Andrew Finkel Speech

Saleem Sinai, the protagonist of Midnight’s Children  is  born on the stroke of midnight of Indian independence, and his life becomes an allegory for that of  the Indian subcontinent. And while I can boast that I first come to Istanbul over half a century ago, I cannot pretend that my own life parallels that of a Turkish Republic.  Even so, I have eavesdropped on important and interesting moments of that Turkish history, have met people, older than myself who remember and whose lives were shaped by the birth of a nation exactly one hundred years ago.  I know enough to realise that this year’s centenary on 29th October is not just another candle on the cake.

For all that, I did recently discover that just a few days after my birth, some 100,000 people poured onto the streets of Istanbul for a lavish parade. The year was 1953 and given that the city had a population of less than a million (today it is some 16 million), this was an impressive turnout. Alas, the crowds were not there to celebrate my appearance in the world, nor even Tenzing Norgay and Sir Edmund Hillary’s successful ascent that day of Mount Everest, but to commemorate the 5OOth anniversary of the Ottoman conquest of Constantinople.

What my older self now finds surprising is that Turkey’s reconciliation with its Ottoman past began so many decades ago – shortly before the country joined Nato and while Turkish troops were still fighting the Korean War. In today’s Turkey, we talk today of neo-Ottomanism conviction that Turkey need no longer cling to the coattails of others, but will surge ahead on the current of an illustrious past—that it is no longer the handmaiden of someone else’s world vision but in charge of its own. Such growing confidence (and the attendant risks of going it alone) did not, of course, develop overnight, but I had always assumed that the young republic had very deliberately turned its back on an stale and unprofitable empire and the declaration of the republic was a way of starting all over again.

I was wrong: I read in Nicholas Danforth’s recent book The Remaking of the Turkish Republic that the 29th of May 1953 commemoration of the Ottoman conquest of Constantinople had already been ten years in the planning. The New York Times reporting on the day, described a procession of “men clad in the mail and peaked helmets of the Janizaries [stet], the Sultan’s elite troops” alongside units of Turkey’s present-day army and navy passing through the ancient Saint Romanus Gate—today’s Topkapı Gate – where the Ottoman armies first breached the land walls. If, even at the time, this seemed a quaint re-enactment—heritage not history—Turkey was not unique. Beefeaters were also parading that day through the streets of London in a dress rehearsal for the coronation of Elizabeth II a few days later.

_Requests:_
A – Which recent book does the speech cite as the source for the planning of the 1953 commemoration?
B – List every row that contains the word "grey".

_Listed entries:_
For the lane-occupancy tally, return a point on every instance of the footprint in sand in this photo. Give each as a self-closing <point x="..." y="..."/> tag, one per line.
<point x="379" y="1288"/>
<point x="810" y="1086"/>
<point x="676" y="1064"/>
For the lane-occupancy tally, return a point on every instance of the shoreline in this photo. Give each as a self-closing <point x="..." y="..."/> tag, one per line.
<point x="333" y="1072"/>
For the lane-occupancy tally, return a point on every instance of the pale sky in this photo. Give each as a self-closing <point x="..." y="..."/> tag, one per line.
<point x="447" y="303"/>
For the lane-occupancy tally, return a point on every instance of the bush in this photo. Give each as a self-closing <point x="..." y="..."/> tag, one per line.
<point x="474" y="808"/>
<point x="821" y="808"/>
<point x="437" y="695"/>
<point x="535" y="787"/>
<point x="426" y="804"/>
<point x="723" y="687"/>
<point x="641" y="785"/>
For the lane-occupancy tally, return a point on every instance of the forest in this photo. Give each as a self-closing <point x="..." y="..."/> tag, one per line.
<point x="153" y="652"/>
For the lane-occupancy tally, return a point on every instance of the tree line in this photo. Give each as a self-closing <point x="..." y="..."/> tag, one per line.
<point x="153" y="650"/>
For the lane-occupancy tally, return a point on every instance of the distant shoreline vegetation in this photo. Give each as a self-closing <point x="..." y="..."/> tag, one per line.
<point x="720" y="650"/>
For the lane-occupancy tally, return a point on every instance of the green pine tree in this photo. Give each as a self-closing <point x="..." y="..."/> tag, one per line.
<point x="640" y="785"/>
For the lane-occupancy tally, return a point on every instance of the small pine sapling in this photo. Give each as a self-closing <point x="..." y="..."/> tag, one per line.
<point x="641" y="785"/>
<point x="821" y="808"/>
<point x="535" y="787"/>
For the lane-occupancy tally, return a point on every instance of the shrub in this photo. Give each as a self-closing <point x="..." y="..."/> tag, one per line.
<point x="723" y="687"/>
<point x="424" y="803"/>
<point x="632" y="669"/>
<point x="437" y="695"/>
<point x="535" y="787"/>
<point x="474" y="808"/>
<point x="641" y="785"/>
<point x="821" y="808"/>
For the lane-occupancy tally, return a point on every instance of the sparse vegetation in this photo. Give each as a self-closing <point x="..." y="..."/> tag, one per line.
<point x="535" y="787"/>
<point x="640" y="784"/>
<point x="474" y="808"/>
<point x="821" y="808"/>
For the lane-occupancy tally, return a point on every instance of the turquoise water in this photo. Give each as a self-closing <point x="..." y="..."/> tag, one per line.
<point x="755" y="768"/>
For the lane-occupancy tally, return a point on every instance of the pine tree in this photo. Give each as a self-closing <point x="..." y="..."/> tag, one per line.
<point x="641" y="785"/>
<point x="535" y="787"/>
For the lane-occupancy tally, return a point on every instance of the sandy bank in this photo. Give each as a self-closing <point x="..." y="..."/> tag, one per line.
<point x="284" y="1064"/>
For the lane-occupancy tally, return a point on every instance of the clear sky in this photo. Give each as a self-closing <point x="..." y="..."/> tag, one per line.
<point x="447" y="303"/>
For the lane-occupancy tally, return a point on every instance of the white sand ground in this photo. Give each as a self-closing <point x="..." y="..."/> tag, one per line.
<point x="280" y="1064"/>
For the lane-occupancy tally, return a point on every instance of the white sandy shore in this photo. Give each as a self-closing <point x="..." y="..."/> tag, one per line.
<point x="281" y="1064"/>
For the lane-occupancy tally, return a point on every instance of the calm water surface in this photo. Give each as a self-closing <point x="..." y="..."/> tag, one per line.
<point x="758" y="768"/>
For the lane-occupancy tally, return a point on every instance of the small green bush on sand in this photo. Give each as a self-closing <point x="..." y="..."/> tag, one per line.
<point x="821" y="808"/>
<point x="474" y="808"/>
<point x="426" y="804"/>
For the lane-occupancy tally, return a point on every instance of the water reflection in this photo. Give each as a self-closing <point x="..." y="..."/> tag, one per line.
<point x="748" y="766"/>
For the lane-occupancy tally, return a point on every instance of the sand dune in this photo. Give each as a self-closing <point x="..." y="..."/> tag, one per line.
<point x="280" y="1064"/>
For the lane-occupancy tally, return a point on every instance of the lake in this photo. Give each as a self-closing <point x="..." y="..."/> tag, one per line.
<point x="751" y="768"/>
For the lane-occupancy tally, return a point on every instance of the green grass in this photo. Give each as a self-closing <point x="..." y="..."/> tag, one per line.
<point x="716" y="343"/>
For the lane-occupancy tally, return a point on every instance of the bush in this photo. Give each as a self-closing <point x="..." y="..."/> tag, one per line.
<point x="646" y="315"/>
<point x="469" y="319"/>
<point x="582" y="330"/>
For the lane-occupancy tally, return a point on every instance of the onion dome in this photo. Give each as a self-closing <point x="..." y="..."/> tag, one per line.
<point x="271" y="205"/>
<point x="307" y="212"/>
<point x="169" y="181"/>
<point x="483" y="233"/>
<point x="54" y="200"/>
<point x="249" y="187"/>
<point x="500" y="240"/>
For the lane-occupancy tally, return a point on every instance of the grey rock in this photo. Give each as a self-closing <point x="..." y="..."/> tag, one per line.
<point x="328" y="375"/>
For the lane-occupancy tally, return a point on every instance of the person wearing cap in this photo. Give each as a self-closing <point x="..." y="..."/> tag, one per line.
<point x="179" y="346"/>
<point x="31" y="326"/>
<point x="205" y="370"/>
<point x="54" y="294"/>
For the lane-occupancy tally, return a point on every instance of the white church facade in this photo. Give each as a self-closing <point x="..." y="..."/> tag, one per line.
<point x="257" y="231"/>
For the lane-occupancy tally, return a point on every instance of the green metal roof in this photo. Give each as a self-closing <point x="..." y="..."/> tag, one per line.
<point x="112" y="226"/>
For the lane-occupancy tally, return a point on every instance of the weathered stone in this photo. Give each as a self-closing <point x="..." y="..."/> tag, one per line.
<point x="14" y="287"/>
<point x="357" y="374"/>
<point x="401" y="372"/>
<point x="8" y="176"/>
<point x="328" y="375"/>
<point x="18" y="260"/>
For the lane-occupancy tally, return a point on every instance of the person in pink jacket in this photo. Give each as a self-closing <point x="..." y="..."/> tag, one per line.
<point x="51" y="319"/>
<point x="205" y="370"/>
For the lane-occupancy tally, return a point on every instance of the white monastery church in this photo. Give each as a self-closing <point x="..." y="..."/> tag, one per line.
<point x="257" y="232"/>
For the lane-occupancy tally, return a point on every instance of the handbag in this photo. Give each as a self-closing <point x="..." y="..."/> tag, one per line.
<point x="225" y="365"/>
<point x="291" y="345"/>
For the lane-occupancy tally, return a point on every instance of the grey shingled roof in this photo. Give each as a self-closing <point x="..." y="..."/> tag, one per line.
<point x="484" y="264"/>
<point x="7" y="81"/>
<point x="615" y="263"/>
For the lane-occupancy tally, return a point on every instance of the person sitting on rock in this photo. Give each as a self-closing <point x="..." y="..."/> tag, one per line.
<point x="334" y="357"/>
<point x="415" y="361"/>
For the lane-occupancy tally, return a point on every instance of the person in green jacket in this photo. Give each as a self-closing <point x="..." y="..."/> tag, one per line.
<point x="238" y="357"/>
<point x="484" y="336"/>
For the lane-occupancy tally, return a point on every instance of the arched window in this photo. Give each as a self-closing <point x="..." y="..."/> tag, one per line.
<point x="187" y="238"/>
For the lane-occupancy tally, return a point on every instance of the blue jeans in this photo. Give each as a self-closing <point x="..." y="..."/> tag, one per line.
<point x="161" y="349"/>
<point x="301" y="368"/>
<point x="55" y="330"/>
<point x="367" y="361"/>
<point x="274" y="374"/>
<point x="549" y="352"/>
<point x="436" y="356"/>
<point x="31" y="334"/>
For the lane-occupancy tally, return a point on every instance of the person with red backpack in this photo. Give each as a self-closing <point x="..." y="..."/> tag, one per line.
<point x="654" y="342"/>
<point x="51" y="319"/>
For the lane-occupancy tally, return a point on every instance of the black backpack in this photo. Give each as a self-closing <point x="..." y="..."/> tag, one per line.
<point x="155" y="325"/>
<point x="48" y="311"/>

_Response list:_
A – Nicholas Danforth's The Remaking of the Turkish Republic

B –
For the lane-occupancy tally, return a point on every instance of the grey rock in this photo. Give each as a self-closing <point x="..." y="..."/> tag, one per line.
For the lane-occupancy tally, return a point on every instance of the grey shingled roof in this photo. Give each as a self-closing <point x="..." y="..."/> tag, one per line.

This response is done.